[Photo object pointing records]
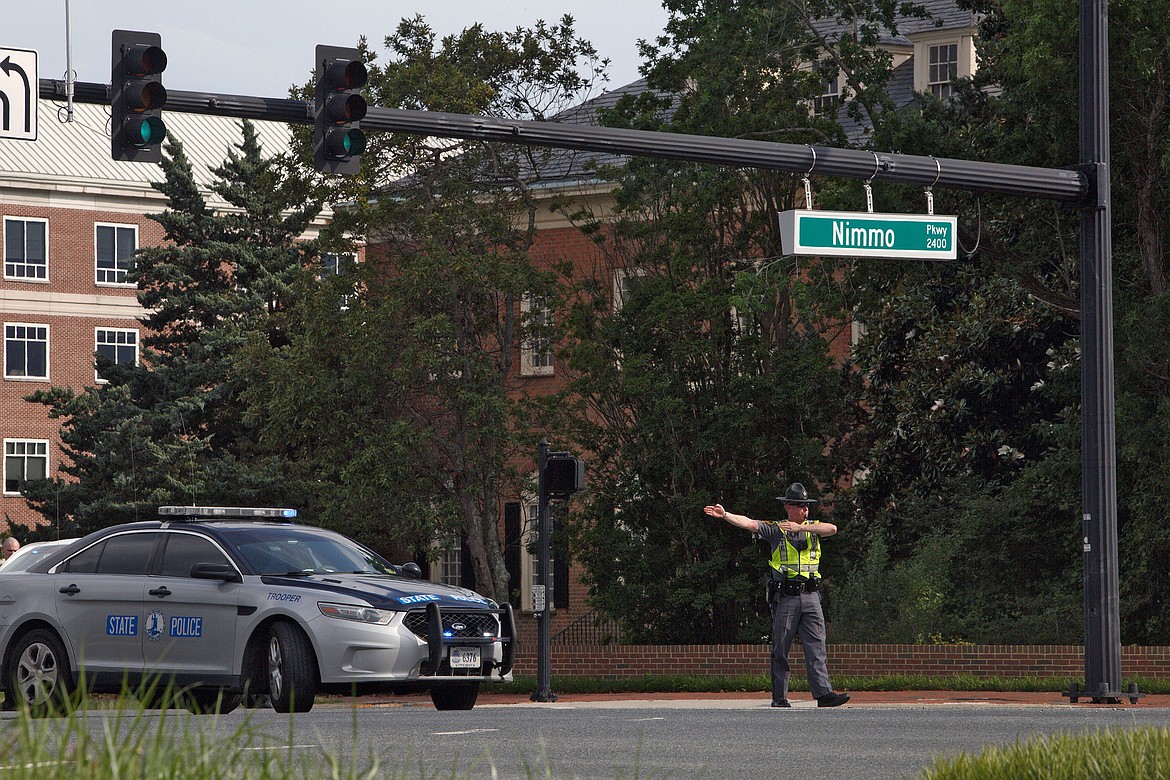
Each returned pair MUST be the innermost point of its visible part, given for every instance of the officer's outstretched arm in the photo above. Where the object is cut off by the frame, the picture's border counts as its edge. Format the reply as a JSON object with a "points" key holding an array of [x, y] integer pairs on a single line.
{"points": [[740, 520]]}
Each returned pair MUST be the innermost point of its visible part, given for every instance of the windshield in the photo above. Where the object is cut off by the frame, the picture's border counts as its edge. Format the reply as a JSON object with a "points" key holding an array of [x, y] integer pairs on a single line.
{"points": [[29, 554], [300, 552]]}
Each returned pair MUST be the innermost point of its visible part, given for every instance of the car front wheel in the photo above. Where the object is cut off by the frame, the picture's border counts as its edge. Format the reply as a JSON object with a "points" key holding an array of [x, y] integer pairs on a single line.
{"points": [[291, 669], [39, 674], [460, 696]]}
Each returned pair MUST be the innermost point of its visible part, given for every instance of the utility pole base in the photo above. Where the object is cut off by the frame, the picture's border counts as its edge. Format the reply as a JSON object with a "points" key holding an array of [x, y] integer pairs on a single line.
{"points": [[1103, 696]]}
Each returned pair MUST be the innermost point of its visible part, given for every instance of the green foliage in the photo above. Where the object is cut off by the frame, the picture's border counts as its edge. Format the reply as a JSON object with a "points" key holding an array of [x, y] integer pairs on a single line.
{"points": [[710, 377], [1117, 754], [975, 427], [169, 429], [396, 398]]}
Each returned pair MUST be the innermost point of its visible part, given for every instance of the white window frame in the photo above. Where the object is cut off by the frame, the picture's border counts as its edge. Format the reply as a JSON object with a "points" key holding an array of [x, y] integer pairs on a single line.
{"points": [[26, 339], [102, 275], [336, 263], [11, 447], [449, 561], [621, 277], [830, 88], [529, 561], [536, 356], [938, 83], [25, 264], [116, 332]]}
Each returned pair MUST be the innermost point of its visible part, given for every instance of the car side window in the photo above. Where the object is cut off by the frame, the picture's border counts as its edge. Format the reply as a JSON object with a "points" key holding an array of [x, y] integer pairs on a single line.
{"points": [[85, 561], [126, 553], [184, 551]]}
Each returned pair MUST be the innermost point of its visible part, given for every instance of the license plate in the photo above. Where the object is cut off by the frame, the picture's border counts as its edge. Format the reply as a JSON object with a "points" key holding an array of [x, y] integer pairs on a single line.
{"points": [[465, 657]]}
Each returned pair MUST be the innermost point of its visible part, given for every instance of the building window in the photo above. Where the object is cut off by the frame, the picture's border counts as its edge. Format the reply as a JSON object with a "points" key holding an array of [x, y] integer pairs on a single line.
{"points": [[624, 281], [536, 346], [830, 88], [449, 565], [530, 557], [121, 346], [26, 351], [115, 247], [336, 264], [943, 68], [23, 461], [26, 248]]}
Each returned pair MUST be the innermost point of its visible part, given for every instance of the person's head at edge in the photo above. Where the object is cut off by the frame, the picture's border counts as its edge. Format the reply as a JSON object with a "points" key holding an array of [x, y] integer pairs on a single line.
{"points": [[796, 502]]}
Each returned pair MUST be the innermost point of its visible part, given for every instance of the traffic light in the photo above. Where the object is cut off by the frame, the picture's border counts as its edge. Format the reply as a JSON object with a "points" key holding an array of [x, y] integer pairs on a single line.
{"points": [[337, 137], [137, 97], [563, 475]]}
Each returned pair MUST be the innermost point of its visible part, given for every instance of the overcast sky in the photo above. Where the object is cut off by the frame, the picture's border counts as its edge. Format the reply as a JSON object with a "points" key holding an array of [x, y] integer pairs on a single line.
{"points": [[207, 41]]}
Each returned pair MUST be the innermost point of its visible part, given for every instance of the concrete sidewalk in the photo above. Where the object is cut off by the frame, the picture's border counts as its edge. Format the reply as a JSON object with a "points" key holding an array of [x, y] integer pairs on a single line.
{"points": [[745, 699]]}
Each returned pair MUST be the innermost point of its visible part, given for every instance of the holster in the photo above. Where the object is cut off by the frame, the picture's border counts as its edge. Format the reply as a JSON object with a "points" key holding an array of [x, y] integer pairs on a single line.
{"points": [[773, 587]]}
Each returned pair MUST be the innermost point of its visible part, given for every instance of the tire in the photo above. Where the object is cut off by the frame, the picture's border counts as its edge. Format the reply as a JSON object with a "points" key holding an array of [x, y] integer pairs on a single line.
{"points": [[38, 676], [291, 669], [458, 696], [210, 701]]}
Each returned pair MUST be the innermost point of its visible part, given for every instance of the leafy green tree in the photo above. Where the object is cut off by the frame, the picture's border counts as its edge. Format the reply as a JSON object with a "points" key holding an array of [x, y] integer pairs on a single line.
{"points": [[169, 429], [708, 373], [403, 404], [993, 371]]}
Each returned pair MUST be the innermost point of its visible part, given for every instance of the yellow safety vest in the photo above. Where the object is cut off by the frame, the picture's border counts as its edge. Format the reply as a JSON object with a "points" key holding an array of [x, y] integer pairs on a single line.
{"points": [[790, 563]]}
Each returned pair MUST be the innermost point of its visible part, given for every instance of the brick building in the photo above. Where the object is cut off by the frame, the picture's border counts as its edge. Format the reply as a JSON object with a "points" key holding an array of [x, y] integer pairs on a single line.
{"points": [[71, 219]]}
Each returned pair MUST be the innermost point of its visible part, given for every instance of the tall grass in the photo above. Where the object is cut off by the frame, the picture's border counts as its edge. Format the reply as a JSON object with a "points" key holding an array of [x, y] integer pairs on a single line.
{"points": [[122, 739], [1116, 754]]}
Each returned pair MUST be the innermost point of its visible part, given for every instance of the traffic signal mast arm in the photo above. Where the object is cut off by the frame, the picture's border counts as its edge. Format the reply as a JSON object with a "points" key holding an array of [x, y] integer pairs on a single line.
{"points": [[1065, 185]]}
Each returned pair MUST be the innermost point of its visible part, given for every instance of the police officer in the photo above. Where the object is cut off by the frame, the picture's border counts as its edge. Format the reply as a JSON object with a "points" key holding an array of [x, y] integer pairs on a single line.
{"points": [[792, 592]]}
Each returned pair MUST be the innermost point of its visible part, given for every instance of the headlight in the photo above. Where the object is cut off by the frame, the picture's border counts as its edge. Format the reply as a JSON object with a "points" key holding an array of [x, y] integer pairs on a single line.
{"points": [[353, 612]]}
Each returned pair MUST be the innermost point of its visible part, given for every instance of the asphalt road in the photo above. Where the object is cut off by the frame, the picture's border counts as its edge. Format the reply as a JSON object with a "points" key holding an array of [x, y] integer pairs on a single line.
{"points": [[724, 738]]}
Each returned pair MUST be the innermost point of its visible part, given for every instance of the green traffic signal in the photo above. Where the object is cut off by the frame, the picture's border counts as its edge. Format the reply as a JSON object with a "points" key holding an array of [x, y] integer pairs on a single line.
{"points": [[144, 131], [341, 144], [337, 139], [137, 96]]}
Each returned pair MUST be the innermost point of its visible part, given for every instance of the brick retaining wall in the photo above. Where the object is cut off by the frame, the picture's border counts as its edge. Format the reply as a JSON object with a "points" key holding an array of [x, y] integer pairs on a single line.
{"points": [[617, 661]]}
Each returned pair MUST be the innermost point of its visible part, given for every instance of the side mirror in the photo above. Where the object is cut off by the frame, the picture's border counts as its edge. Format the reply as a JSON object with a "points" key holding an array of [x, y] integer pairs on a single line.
{"points": [[222, 572]]}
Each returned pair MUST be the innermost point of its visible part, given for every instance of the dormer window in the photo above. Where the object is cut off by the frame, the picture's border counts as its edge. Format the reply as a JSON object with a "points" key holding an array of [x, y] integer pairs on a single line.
{"points": [[830, 88], [942, 69]]}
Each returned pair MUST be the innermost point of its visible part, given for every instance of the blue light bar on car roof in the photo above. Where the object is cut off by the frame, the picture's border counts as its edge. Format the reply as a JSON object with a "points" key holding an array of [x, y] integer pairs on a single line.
{"points": [[227, 511]]}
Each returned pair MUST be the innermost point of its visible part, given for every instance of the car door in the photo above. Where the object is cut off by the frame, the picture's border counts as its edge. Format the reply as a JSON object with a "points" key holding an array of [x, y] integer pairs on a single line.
{"points": [[188, 629], [100, 602]]}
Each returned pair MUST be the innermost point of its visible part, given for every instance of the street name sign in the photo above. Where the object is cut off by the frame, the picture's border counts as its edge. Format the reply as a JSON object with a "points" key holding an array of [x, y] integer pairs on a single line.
{"points": [[862, 234], [19, 90]]}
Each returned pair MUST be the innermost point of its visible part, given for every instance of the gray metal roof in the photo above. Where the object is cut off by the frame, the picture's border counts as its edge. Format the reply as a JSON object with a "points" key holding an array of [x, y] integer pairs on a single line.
{"points": [[80, 151]]}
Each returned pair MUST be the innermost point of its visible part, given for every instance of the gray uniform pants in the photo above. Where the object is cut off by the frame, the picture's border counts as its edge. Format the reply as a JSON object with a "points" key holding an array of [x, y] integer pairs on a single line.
{"points": [[802, 614]]}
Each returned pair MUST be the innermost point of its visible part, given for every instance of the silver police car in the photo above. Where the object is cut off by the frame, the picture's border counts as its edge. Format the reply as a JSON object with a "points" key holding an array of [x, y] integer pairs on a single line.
{"points": [[220, 604]]}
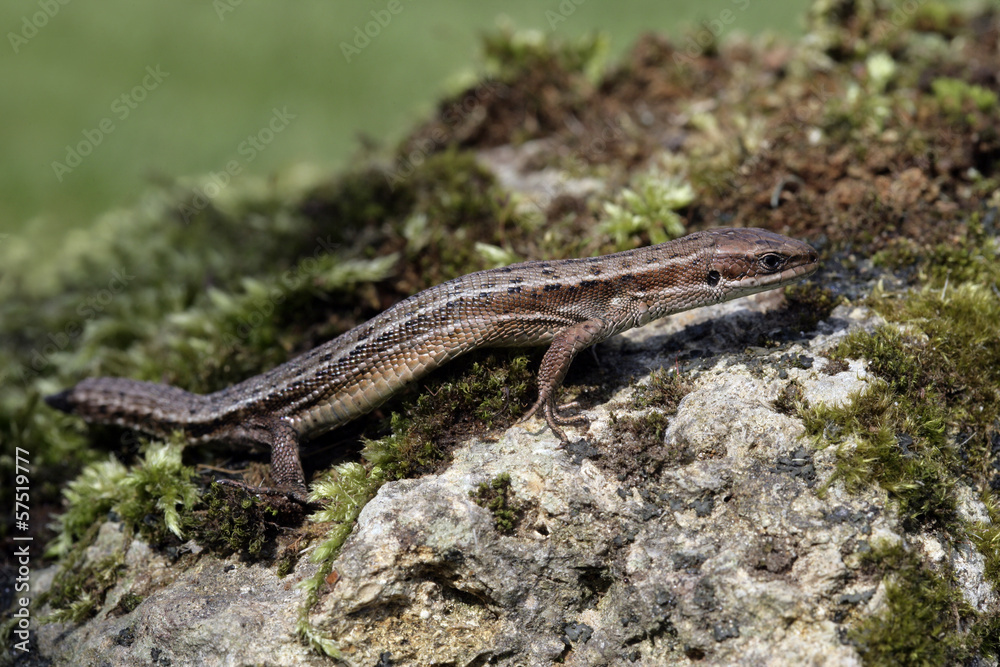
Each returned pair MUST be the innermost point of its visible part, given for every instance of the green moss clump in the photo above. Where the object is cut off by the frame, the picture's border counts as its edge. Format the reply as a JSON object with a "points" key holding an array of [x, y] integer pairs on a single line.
{"points": [[922, 611], [234, 521], [664, 390], [647, 211], [498, 498], [514, 55], [149, 498], [344, 491], [79, 588], [871, 434], [956, 96]]}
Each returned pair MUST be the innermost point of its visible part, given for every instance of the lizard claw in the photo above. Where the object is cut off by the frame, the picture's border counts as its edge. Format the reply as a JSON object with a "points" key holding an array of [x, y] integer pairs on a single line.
{"points": [[553, 419]]}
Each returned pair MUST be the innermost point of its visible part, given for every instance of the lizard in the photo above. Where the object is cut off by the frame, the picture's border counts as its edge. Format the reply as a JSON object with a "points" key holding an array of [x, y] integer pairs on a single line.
{"points": [[567, 304]]}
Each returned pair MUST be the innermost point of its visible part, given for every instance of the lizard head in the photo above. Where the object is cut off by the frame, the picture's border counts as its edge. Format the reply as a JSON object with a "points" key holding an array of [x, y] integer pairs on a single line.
{"points": [[745, 261]]}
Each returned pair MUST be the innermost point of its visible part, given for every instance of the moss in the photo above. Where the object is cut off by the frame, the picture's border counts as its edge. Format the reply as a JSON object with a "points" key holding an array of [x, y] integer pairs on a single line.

> To be done
Give again only the lines starting at the one that contains "the lizard claw" and running to the end of the data.

> Reply
Each returned pair MUST be the innermost point of its visible part, given for every instance of the lizard claw in the photo above. Where the object is cut off by the frame, the picture's border counts as its edge. Format the reply as a JSON object with a "points" key holding an array of [x, y] integer pairs on a single line.
{"points": [[553, 419]]}
Each returned pair MUST be the innermost point of its visible part, given for every instance of the lizard in the photo above. Where the object is cut off by the frame, the picture's border counts as its edge. Format the reply as a JSON object with a "points" key holding an array of [x, y] integer pairs on a single line.
{"points": [[567, 304]]}
Each returned pair MUST be the innermost point of its visible part, given for every instance of the lizard head in the photo above. Where the object is cut off by the frame, the picture's border counts as its edge. Format the reply as a JSON object with a "points" key holding an array of [x, y] integer pairs on a single line.
{"points": [[745, 261]]}
Each returned pair MUST be the innermost point of its visible part, given for every instance of the moss in the photo above. Where the object is cut off by the frame, the picture's border counts as its edge. Format the reply as a JSON object with a "points" key holding an array of [x, y] integer pairs on a single line.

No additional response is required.